## A FAZER
#1 Repita literalmente o trecho do texto sobre Abby que vai de "O entendimento maduro" até "de um consultório.", inclusive.
#2 Responda com base no texto sobre Abby:
(a) Qual é a nacionalidade do pai e a da mãe de Abby?
(b) Em que cidade Abby passou a morar sozinha?
(c) Em que lugar os dois esperavam quando se conheceram?

## TEXTO EXTRAÍDO
O entendimento maduro de aproveitar a vida sem culpa

Abby é norte-americana, filha de pai dinamarquês e mãe suíça. Aos 78 anos que parecem 60 com folga – fiquei impressionado com sua jovialidade –, veio morar sozinha em Santos, depois da viuvez de um paranaense e de casados os dois filhos; um morando em Curitiba e, outro, em Nova York. E está adorando.

Conhecemo-nos outro dia e com toda a naturalidade e elegância, sem ser invasiva, apresentou-se. Contou rapidamente, preocupada em não se prolongar sobre quase toda a sua saga de vida. Até porque esperávamos ambos na ante-sala de um consultório.

O mais interessante do papo ficou por conta de sua maneira de pensar, com a qual me identifico e até me bato, nas aulas e nas conversas com as pessoas que já viveram muitas e muitas primaveras e agora podem (ou poderiam) se dar ao luxo de curtir as delícias da idade e desse tempo de maturação.

## DADOS FORNECIDOS
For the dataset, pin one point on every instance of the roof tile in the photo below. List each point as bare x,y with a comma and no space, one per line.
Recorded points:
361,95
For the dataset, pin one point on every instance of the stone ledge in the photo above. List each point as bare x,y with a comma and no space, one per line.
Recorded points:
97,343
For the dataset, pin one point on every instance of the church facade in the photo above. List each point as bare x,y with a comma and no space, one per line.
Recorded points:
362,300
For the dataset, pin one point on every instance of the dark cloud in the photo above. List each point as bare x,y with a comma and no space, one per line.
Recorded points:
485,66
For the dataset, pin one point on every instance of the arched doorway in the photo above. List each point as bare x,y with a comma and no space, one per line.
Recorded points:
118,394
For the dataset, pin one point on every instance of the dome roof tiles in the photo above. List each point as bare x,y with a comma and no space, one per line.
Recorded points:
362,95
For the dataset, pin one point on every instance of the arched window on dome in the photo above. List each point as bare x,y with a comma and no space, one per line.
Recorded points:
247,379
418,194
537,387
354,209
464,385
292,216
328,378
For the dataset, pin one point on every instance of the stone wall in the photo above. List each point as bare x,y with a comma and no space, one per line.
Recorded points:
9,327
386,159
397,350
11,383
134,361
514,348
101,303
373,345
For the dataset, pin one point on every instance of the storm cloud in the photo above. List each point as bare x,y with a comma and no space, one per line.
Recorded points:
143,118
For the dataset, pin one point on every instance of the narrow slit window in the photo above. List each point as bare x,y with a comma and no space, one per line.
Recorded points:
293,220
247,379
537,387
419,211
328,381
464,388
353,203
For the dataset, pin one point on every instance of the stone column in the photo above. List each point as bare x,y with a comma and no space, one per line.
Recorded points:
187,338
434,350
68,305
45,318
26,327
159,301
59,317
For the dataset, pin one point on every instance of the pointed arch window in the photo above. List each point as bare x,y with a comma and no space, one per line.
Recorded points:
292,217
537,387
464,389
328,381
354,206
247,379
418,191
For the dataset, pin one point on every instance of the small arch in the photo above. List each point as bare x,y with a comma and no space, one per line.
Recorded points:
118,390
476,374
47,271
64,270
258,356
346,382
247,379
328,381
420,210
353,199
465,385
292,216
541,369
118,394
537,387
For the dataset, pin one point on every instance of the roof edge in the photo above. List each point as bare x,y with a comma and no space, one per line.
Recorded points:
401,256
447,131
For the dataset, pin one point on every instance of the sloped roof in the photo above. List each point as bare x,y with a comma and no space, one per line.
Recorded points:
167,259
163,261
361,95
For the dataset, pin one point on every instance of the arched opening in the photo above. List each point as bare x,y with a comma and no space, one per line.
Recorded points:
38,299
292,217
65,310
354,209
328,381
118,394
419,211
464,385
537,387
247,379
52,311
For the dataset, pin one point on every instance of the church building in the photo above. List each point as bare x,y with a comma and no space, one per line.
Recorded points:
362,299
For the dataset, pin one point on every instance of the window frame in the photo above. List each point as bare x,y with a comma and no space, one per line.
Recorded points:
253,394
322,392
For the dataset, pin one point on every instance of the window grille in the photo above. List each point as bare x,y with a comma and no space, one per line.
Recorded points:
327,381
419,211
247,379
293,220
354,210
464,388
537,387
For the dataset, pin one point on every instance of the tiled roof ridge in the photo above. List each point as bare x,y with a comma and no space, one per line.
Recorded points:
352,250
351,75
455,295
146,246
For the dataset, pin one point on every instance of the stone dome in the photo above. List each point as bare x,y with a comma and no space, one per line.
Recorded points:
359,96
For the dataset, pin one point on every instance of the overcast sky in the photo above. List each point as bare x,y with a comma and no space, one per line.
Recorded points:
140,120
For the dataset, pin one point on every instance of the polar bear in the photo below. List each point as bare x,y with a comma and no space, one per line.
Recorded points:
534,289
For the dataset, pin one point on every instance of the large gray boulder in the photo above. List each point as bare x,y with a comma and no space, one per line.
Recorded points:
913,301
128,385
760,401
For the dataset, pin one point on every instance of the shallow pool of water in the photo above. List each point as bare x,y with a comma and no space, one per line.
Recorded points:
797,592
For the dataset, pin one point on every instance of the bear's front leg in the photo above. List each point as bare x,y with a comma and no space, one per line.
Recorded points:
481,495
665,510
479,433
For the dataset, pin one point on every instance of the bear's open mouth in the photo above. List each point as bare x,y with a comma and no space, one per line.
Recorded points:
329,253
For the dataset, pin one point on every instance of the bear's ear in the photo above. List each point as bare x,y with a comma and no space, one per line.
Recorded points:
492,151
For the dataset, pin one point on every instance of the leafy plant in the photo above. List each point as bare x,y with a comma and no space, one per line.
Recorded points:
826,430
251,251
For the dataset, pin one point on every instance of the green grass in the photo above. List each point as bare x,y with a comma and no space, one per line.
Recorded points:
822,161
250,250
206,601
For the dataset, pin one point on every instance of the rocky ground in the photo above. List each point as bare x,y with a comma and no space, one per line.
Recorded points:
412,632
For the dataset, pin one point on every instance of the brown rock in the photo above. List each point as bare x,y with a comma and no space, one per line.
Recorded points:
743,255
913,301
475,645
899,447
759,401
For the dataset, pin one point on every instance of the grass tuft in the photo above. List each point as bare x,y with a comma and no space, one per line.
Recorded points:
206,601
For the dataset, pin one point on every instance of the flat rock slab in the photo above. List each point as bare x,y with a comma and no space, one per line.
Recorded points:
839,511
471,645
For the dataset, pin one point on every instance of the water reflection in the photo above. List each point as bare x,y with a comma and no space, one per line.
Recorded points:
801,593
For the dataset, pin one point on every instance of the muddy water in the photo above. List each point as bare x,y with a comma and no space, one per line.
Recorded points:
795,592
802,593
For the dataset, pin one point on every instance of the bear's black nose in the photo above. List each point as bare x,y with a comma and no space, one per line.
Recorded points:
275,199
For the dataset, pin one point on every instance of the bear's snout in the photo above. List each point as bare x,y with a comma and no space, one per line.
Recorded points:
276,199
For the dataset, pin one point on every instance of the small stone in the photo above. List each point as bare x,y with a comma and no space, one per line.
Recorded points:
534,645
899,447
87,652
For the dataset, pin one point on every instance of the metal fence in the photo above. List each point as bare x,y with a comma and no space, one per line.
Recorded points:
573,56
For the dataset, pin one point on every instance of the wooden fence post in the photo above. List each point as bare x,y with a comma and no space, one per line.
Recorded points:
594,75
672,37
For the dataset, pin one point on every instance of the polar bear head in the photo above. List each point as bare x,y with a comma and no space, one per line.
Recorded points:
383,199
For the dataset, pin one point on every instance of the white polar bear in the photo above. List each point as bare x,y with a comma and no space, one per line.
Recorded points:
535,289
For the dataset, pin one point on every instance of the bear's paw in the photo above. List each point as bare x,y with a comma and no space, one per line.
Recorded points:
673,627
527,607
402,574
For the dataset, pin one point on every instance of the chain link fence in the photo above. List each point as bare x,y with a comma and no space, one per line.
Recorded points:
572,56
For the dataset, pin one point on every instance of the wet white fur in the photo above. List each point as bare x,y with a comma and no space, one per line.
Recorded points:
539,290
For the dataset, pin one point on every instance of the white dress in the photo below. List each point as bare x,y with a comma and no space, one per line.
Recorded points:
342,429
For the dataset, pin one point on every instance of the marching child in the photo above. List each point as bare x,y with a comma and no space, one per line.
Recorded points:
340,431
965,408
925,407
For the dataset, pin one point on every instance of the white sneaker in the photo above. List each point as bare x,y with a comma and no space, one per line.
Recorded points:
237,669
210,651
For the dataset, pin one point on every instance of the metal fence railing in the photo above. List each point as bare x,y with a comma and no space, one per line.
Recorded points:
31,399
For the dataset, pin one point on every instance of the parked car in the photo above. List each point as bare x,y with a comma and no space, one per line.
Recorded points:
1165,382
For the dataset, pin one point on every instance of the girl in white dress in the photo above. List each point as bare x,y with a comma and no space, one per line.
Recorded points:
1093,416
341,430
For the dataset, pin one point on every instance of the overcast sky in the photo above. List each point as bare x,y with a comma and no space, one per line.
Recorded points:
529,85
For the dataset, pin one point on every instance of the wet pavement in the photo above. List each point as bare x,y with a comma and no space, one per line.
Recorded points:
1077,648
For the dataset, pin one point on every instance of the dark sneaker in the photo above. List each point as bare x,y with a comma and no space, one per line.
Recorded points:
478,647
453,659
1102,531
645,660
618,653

## RESPOSTAS DESENVOLVIDAS
#1
O entendimento maduro de aproveitar a vida sem culpa

Abby é norte-americana, filha de pai dinamarquês e mãe suíça. Aos 78 anos que parecem 60 com folga – fiquei impressionado com sua jovialidade –, veio morar sozinha em Santos, depois da viuvez de um paranaense e de casados os dois filhos; um morando em Curitiba e, outro, em Nova York. E está adorando.

Conhecemo-nos outro dia e com toda a naturalidade e elegância, sem ser invasiva, apresentou-se. Contou rapidamente, preocupada em não se prolongar sobre quase toda a sua saga de vida. Até porque esperávamos ambos na ante-sala de um consultório.

#2
(a) O pai é dinamarquês e a mãe é suíça.
(b) Em Santos.
(c) Na ante-sala de um consultório.